--- WHAT YOU ARE ASKED TO DO ---
Filter the data below for the string "target" and copy each matching line.

--- INPUT MATERIAL ---
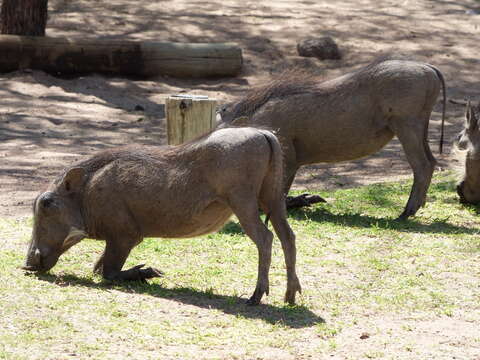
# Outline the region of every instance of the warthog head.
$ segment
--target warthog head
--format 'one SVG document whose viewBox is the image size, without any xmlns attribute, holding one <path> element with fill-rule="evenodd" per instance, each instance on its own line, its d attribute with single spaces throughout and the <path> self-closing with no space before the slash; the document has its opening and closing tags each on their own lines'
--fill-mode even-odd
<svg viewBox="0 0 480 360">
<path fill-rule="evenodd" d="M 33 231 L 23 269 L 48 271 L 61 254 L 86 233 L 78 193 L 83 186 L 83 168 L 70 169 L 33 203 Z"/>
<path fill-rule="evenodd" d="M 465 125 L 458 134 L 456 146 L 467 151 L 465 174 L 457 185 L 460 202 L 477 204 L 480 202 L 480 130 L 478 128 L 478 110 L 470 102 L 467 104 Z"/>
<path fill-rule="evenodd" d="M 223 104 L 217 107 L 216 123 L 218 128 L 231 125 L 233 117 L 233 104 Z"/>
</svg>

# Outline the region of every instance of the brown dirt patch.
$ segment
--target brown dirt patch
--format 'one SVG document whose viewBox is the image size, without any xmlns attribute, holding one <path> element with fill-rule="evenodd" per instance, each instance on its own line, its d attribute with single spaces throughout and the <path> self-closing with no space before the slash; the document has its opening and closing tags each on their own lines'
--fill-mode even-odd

...

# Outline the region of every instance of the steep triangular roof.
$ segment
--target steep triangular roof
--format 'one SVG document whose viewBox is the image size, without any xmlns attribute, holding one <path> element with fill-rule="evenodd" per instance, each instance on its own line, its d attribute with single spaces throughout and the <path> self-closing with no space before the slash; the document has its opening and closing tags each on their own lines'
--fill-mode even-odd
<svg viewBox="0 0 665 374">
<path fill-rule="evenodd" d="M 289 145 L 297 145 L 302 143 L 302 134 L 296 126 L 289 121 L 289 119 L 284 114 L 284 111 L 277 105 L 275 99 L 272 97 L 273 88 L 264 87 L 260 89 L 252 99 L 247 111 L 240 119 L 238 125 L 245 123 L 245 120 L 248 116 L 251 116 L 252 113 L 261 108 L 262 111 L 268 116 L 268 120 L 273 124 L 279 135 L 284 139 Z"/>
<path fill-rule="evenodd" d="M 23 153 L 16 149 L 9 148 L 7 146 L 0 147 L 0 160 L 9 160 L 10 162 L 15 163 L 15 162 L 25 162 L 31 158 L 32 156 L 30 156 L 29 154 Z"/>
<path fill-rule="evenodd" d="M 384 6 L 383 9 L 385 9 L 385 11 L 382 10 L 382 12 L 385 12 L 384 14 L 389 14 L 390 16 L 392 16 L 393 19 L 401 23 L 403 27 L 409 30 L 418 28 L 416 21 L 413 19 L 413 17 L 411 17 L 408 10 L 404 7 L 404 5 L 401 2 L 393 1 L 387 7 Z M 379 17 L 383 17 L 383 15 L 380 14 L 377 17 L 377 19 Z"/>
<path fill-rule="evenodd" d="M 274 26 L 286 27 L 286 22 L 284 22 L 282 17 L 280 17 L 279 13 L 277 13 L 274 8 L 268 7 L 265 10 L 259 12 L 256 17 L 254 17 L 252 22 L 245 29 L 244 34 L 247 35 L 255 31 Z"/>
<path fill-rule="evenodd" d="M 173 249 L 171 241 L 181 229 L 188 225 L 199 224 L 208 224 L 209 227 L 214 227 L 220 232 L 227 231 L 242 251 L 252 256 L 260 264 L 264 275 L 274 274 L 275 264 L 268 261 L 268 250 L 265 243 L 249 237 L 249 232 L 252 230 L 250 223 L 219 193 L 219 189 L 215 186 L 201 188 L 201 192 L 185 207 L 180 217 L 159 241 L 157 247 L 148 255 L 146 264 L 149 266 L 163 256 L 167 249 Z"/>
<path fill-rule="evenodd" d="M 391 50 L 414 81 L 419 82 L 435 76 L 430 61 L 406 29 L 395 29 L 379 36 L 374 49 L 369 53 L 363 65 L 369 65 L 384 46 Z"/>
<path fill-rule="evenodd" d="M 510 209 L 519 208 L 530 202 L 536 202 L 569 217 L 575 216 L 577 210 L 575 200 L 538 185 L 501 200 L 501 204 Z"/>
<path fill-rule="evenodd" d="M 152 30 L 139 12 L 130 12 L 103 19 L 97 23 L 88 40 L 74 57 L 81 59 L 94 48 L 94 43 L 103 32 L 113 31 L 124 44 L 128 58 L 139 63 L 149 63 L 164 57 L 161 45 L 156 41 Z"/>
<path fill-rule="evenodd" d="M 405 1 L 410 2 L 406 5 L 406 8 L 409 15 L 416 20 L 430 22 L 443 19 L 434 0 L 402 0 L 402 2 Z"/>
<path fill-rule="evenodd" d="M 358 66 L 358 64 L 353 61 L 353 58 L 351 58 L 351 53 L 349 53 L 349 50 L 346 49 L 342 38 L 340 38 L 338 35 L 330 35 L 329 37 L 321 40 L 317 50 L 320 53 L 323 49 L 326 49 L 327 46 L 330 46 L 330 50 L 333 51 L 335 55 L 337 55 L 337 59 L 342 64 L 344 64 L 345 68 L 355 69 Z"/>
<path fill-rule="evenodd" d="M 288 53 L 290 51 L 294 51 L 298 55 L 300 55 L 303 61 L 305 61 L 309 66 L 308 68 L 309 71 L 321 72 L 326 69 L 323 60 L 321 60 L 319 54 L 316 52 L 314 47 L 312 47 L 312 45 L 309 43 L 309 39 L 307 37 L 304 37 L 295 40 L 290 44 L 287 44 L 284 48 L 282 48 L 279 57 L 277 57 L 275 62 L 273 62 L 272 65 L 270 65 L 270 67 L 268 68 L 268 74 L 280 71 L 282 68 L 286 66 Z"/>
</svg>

--- SOLUTION TO THIS EXERCISE ---
--target warthog head
--target brown dirt patch
--target steep triangular roof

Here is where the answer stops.